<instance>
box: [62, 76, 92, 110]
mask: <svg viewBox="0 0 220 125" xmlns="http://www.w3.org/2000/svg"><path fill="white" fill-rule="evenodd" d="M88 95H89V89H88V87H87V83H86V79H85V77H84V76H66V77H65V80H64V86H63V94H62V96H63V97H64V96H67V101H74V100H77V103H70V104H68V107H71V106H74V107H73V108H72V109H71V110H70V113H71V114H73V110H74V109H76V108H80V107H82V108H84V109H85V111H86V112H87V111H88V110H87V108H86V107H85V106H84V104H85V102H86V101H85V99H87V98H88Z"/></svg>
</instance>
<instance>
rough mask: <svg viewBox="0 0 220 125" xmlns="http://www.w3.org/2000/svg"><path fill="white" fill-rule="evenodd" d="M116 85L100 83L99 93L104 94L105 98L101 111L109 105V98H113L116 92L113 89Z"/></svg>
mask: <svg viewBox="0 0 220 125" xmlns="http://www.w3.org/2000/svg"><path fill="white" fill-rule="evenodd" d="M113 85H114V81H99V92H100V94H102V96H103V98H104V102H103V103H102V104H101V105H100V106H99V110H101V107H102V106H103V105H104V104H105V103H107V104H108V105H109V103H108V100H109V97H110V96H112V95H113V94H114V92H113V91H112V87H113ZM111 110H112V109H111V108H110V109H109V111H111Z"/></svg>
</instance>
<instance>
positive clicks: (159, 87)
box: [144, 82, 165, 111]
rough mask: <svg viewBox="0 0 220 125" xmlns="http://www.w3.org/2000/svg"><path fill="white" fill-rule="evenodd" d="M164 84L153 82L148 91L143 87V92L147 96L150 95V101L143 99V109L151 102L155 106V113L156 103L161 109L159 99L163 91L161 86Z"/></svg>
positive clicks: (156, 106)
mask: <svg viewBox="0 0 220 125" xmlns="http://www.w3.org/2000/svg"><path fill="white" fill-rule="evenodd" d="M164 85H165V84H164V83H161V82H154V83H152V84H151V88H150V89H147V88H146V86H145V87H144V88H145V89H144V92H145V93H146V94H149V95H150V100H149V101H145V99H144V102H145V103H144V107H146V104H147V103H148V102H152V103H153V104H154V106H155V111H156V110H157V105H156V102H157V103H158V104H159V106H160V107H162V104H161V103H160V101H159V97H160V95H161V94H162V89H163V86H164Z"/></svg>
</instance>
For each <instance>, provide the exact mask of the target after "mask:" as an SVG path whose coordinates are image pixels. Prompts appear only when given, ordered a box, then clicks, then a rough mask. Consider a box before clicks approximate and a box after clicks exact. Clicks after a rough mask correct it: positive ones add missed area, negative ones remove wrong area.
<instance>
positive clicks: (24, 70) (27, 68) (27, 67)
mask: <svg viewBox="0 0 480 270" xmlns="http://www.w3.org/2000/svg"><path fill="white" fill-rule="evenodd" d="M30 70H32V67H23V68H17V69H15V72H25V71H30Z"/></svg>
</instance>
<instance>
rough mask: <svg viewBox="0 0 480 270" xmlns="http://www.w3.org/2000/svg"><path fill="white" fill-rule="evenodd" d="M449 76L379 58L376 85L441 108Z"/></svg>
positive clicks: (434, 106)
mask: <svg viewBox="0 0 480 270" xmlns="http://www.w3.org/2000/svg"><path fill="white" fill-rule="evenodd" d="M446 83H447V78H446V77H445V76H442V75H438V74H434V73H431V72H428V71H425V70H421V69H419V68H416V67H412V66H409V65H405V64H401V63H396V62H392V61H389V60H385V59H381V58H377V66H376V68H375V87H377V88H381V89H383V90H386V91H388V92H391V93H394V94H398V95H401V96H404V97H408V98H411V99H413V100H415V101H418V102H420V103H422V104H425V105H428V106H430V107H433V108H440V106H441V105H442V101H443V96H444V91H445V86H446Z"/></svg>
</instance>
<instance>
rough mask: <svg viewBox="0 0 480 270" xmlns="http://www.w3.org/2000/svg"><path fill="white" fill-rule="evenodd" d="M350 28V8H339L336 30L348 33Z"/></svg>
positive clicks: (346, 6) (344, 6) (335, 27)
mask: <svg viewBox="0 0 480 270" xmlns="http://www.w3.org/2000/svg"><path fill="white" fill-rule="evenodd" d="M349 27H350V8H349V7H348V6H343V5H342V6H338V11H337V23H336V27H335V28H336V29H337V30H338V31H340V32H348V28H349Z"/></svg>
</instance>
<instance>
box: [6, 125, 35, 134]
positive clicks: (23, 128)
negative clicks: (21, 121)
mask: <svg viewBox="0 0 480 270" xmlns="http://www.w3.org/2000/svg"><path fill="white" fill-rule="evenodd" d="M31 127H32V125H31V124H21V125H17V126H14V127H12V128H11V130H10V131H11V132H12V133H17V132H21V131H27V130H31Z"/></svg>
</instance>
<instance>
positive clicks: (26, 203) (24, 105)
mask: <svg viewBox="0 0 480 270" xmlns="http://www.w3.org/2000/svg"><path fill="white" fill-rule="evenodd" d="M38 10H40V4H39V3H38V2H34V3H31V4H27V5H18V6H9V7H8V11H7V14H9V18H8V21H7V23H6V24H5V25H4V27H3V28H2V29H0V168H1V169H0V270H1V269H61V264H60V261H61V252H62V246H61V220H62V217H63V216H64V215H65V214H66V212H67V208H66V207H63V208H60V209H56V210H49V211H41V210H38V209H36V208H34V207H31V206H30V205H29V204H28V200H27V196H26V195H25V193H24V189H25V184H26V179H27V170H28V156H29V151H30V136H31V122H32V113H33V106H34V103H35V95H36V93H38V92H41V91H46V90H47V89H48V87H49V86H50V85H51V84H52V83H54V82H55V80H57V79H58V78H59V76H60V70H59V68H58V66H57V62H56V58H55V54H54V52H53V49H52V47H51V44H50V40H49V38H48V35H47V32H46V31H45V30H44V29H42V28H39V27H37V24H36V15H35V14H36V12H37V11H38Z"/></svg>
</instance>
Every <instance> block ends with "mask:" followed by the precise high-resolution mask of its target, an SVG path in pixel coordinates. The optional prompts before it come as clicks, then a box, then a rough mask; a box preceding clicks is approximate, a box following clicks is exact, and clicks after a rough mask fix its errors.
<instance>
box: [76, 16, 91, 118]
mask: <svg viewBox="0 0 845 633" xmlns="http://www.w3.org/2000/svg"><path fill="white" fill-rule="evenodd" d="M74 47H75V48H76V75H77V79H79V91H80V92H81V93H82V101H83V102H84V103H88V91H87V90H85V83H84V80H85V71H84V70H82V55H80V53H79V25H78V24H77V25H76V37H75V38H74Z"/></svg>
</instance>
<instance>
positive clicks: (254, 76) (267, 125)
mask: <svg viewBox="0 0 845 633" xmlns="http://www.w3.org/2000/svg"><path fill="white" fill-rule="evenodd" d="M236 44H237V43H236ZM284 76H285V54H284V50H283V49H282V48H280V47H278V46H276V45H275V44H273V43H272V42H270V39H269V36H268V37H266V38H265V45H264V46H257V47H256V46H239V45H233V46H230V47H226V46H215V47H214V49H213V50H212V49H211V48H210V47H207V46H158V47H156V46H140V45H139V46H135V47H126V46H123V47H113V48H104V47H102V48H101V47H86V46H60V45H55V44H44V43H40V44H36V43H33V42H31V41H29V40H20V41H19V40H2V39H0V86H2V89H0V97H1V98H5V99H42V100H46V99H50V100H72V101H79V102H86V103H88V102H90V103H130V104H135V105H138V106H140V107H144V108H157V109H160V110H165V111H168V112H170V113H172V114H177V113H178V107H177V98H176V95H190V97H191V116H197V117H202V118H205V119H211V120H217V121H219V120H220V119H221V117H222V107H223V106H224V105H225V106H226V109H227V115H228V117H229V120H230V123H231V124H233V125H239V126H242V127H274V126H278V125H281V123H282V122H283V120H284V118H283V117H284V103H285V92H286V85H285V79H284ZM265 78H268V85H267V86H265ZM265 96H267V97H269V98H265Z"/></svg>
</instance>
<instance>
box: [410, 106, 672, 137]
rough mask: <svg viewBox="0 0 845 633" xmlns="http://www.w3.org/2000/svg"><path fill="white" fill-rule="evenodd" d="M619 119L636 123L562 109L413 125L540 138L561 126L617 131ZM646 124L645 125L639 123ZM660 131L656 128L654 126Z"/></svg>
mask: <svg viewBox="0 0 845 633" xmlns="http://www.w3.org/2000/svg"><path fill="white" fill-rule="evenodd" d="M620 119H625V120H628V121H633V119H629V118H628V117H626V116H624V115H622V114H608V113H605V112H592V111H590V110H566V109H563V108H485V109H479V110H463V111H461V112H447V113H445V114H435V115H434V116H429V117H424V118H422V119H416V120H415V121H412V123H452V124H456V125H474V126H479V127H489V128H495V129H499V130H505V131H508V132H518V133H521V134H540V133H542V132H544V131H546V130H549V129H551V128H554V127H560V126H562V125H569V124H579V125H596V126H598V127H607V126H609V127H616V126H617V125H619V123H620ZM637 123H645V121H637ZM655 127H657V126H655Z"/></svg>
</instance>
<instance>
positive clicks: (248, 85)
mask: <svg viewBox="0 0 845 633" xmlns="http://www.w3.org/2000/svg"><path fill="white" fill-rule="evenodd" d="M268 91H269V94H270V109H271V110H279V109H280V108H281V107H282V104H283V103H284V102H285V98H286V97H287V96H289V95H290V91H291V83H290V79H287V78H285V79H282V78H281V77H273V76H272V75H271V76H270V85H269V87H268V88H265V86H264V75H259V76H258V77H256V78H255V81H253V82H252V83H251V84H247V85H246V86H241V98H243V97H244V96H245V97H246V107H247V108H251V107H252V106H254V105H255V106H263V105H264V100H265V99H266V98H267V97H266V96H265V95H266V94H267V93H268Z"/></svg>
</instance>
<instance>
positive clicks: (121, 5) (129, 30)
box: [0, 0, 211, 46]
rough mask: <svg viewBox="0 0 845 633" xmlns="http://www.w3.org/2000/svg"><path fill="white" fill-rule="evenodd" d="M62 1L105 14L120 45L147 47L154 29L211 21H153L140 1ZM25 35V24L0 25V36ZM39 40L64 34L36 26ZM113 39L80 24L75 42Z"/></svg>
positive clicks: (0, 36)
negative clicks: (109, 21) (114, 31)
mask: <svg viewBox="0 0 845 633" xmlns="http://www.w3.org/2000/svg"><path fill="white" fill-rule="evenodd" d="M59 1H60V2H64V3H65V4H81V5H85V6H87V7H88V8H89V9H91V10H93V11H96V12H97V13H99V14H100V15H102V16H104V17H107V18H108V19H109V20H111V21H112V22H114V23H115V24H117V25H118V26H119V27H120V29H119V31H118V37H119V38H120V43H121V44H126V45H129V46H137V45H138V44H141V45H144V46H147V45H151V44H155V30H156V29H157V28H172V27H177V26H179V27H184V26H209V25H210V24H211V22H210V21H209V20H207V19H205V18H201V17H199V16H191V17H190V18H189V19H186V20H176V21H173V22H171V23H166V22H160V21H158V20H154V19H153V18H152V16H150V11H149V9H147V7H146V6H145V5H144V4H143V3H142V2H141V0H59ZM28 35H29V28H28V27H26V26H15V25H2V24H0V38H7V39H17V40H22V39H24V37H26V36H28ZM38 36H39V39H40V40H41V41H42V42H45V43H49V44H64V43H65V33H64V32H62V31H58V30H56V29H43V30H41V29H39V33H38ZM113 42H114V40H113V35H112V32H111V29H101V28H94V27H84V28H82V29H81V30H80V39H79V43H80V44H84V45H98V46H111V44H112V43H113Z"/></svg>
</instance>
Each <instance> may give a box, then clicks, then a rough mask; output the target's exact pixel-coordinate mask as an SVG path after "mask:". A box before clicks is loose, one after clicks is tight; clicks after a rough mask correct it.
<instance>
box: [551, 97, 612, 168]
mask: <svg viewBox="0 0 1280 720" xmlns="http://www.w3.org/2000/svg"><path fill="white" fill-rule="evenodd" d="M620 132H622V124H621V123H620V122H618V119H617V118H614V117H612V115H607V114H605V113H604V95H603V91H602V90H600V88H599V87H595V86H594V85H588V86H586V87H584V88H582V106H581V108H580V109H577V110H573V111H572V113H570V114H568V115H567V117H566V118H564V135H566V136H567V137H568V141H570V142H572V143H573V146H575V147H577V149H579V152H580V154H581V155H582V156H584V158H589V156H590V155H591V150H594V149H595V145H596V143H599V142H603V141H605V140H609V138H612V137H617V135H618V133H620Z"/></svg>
##############################
Instructions to follow ::
Starting at the beginning of the material and ending at the line that contains "box: [144, 82, 165, 111]", rewrite those lines with "positive clicks" changed to "positive points" and nothing else altered.

Answer box ::
<instance>
box: [62, 76, 92, 110]
mask: <svg viewBox="0 0 220 125" xmlns="http://www.w3.org/2000/svg"><path fill="white" fill-rule="evenodd" d="M88 95H89V89H88V87H87V83H86V79H85V77H84V76H66V77H65V80H64V86H63V94H62V96H63V97H64V96H67V101H74V100H77V103H70V104H68V107H71V106H74V107H73V108H72V109H71V110H70V113H71V114H73V110H74V109H76V108H80V107H82V108H84V109H85V111H86V112H87V111H88V110H87V108H86V107H85V106H84V104H85V102H86V101H85V99H87V98H88Z"/></svg>
</instance>
<instance>
rough mask: <svg viewBox="0 0 220 125" xmlns="http://www.w3.org/2000/svg"><path fill="white" fill-rule="evenodd" d="M116 85L100 83L99 93L104 94L105 98L101 111L109 105V98H113L116 92L113 89Z"/></svg>
mask: <svg viewBox="0 0 220 125" xmlns="http://www.w3.org/2000/svg"><path fill="white" fill-rule="evenodd" d="M113 85H114V81H99V92H100V94H102V96H103V98H104V102H103V103H102V104H101V105H100V106H99V110H101V107H102V106H103V105H104V104H105V103H107V104H108V105H109V103H108V100H109V97H110V96H112V95H113V94H114V92H113V91H112V87H113ZM111 110H112V109H111V108H110V109H109V111H111Z"/></svg>
</instance>
<instance>
positive points: (159, 87)
box: [144, 82, 165, 111]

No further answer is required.